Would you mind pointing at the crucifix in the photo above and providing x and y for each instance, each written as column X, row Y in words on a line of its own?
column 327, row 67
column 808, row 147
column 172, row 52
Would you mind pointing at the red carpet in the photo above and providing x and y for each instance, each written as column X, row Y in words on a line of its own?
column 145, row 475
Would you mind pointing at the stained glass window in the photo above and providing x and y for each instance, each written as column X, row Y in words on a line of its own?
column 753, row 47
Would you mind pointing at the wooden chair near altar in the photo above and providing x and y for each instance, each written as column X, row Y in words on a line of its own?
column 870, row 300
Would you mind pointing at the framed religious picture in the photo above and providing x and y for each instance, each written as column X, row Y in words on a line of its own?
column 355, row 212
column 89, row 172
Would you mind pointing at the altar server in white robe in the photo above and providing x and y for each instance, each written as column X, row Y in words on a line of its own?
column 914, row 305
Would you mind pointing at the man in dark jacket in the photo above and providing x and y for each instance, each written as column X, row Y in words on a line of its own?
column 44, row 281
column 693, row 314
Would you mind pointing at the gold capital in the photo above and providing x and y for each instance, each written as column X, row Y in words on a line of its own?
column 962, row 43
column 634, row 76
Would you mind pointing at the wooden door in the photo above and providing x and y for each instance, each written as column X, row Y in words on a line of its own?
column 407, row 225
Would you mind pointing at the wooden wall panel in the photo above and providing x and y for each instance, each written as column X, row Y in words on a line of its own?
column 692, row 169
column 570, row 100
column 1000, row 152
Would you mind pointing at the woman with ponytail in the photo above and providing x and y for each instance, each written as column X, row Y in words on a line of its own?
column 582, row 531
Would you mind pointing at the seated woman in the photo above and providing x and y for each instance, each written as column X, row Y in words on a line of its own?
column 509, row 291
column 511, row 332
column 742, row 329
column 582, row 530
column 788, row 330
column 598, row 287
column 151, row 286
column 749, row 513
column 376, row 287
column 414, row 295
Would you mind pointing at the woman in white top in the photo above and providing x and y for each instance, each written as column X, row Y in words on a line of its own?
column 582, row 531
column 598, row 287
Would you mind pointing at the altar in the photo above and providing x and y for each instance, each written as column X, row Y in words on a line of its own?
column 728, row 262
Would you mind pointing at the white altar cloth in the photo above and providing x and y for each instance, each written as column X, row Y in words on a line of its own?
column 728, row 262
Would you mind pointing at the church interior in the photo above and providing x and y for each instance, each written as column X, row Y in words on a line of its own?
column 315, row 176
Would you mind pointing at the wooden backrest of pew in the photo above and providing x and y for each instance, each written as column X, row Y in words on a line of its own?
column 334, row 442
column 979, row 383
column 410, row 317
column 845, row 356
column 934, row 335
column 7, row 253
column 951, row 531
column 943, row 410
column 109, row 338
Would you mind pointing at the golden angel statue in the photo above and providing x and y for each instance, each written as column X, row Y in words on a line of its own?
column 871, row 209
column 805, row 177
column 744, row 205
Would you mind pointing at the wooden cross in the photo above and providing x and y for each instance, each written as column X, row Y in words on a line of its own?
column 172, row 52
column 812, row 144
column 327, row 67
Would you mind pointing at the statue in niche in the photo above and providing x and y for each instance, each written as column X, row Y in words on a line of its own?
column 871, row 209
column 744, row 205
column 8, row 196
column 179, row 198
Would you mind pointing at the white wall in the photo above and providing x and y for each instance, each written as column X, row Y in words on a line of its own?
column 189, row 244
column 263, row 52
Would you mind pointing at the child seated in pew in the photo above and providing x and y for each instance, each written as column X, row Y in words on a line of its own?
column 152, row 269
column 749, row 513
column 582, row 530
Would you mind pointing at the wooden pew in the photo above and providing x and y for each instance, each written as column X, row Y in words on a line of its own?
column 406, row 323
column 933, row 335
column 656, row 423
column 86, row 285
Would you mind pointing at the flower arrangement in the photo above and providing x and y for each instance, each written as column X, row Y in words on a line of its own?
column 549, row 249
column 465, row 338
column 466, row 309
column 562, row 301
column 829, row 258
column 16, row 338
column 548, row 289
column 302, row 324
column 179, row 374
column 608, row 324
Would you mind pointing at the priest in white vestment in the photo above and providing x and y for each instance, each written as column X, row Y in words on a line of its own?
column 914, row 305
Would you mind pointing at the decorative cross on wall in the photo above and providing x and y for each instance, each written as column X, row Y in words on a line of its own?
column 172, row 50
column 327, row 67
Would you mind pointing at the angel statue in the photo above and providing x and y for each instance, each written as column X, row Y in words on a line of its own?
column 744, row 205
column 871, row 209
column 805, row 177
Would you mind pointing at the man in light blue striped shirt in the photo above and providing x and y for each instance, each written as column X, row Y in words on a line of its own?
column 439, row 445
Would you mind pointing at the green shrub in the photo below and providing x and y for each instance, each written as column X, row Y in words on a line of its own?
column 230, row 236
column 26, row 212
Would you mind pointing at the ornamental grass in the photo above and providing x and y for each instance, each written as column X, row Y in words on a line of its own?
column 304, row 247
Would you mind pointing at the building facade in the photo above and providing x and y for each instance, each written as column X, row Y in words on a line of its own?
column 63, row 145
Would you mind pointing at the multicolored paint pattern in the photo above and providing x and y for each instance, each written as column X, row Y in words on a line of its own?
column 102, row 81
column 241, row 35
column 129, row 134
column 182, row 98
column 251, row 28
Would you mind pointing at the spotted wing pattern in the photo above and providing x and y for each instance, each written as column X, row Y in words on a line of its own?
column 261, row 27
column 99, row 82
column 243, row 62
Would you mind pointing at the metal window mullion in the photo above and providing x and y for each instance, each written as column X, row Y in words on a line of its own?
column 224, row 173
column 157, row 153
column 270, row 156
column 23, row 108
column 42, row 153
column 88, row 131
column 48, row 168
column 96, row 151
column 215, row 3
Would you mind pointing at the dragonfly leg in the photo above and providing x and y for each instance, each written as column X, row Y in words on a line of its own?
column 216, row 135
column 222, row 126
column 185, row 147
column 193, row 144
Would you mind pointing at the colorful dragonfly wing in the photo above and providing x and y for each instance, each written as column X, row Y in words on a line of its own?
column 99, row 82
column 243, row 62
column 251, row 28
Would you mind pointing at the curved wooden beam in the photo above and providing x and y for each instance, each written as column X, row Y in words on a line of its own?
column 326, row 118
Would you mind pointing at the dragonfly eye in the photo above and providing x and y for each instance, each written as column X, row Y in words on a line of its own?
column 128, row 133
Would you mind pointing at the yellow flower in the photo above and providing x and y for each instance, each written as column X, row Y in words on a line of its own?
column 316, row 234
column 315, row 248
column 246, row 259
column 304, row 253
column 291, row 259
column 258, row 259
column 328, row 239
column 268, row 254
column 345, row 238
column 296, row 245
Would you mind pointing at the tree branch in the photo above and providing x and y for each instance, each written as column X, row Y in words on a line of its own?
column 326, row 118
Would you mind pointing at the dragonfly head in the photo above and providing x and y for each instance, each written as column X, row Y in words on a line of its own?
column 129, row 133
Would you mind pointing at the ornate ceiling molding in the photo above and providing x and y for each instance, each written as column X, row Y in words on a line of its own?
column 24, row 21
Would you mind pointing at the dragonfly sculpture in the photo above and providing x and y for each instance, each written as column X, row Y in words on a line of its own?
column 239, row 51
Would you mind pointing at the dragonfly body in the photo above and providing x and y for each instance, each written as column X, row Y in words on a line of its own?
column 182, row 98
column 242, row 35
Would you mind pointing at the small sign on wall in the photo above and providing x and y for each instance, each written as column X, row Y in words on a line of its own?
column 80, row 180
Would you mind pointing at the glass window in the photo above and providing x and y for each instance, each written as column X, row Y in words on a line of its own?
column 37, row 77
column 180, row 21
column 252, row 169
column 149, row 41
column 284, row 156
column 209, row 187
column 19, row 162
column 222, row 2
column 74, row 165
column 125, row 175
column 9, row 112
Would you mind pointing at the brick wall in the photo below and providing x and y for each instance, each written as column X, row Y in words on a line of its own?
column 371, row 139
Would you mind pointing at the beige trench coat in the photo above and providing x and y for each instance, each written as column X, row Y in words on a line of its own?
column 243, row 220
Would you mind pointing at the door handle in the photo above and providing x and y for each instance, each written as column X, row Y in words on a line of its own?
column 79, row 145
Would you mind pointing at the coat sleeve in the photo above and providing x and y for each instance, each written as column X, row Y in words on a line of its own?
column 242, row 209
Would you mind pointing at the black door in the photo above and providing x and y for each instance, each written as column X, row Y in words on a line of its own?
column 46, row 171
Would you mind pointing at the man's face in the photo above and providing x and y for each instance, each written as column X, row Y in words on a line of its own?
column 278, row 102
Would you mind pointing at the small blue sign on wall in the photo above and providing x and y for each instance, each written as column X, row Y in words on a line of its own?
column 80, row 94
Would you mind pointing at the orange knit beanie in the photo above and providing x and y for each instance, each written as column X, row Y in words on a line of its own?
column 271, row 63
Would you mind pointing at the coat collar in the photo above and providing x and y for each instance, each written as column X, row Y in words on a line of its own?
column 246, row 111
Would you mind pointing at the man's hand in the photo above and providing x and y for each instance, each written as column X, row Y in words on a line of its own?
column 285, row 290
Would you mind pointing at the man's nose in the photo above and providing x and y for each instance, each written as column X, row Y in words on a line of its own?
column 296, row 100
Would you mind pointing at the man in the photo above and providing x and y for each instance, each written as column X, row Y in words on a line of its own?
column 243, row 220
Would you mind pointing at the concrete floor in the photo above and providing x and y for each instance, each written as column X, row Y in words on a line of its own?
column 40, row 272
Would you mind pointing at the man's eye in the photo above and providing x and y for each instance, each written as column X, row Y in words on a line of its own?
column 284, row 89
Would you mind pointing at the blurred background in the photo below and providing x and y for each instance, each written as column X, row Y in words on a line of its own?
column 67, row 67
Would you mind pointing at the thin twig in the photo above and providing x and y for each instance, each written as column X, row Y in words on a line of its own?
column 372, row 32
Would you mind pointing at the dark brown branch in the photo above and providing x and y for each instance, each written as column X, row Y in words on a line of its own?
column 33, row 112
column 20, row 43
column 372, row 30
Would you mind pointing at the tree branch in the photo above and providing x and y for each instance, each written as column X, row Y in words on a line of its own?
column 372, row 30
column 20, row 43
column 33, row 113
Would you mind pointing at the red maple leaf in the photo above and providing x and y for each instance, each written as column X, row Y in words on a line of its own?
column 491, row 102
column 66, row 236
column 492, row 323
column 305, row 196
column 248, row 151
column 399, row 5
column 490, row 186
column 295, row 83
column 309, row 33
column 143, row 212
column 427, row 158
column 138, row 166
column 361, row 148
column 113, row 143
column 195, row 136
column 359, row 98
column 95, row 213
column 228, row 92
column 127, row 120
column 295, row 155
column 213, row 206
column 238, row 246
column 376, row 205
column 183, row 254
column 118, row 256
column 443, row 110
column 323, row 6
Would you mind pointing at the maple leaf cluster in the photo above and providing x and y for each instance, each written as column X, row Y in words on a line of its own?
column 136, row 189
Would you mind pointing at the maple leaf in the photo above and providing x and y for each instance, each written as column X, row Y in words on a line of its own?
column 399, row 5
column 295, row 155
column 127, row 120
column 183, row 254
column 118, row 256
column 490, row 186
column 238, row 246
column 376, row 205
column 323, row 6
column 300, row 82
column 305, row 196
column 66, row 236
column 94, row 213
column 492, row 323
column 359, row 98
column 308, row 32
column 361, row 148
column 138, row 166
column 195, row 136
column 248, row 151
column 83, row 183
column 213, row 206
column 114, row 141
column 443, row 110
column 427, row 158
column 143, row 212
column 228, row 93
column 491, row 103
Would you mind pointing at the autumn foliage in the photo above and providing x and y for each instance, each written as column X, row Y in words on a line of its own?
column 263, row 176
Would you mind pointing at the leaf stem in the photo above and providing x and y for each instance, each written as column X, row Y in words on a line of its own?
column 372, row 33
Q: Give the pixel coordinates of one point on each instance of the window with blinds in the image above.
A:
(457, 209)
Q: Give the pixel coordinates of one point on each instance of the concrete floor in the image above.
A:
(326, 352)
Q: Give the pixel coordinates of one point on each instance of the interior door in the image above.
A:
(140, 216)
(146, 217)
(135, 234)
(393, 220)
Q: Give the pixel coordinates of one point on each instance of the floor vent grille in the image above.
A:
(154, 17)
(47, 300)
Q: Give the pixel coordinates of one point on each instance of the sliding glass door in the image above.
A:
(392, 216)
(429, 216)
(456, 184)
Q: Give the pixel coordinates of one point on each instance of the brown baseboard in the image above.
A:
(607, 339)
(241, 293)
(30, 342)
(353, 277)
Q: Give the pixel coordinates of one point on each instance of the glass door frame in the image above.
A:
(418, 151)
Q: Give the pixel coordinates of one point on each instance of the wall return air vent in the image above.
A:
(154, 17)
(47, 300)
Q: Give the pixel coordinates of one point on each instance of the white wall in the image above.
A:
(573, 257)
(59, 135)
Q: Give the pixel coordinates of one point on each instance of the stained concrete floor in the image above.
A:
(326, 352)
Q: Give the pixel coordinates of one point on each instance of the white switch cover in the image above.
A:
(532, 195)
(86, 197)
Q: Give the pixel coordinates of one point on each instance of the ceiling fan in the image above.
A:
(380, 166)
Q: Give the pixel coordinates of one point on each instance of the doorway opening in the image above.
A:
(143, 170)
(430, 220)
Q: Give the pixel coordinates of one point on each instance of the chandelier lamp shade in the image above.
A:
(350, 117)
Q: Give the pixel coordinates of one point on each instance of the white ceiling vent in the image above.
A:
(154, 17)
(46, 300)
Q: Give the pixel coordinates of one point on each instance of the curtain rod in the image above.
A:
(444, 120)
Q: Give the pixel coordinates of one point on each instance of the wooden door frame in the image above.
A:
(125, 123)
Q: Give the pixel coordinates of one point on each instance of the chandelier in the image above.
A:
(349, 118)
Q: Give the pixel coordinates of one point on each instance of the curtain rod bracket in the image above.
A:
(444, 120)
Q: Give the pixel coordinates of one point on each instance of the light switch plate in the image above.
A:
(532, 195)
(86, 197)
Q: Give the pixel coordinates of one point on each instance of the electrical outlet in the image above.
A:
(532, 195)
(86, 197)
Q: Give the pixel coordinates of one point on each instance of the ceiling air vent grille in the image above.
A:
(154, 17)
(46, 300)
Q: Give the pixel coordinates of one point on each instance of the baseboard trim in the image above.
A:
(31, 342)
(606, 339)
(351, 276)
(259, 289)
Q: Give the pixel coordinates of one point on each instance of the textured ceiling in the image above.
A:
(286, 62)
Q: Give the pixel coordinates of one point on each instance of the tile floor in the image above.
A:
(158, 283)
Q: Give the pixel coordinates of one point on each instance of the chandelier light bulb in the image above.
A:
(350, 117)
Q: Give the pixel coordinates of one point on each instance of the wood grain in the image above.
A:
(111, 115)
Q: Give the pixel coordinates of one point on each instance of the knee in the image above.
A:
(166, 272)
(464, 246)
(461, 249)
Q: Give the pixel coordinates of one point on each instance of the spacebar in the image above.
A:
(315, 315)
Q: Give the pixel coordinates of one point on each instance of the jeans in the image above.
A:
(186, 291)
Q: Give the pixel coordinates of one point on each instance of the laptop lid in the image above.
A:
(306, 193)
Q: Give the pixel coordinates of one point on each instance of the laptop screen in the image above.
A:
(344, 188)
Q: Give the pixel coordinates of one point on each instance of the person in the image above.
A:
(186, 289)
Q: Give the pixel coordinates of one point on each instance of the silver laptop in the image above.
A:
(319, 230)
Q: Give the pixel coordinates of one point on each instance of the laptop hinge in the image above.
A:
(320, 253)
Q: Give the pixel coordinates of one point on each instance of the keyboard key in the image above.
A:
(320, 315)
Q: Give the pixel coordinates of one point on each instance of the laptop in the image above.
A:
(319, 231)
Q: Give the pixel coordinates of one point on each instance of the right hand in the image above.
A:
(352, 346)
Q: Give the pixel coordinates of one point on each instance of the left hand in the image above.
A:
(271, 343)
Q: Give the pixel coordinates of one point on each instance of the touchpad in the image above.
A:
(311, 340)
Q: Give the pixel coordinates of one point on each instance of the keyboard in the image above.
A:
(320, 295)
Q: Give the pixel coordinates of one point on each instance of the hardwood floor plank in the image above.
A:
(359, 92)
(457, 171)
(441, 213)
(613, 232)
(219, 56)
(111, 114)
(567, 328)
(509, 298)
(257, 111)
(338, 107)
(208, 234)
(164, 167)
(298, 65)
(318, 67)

------------------------

= TASK DIRECTIONS =
Using the entries above, return each line in which the word "chandelier" occurs.

= WRITTEN SOLUTION =
Q: Give the pixel coordinates of one point on each instance of the chandelier lamp shade in the image above.
Q: Give the pixel coordinates of one point on each instance of the chandelier in the image above.
Q: Give the pixel coordinates of one point on each instance of the chandelier light bulb in the image above.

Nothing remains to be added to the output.